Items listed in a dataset
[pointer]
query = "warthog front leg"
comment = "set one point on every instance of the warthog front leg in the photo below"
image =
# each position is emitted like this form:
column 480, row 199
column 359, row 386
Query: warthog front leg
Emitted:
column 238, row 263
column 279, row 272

---

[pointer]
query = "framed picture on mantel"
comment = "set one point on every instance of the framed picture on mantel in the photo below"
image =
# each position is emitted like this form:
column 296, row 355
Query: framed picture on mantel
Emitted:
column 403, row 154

**Assigned task:** Locate the lines above that hold the word "instance". Show every one of them.

**Answer to this exercise:**
comment = "set one point on every instance of the warthog front leg in the photo below"
comment = "set one point on every instance of the framed picture on mantel in the photo below"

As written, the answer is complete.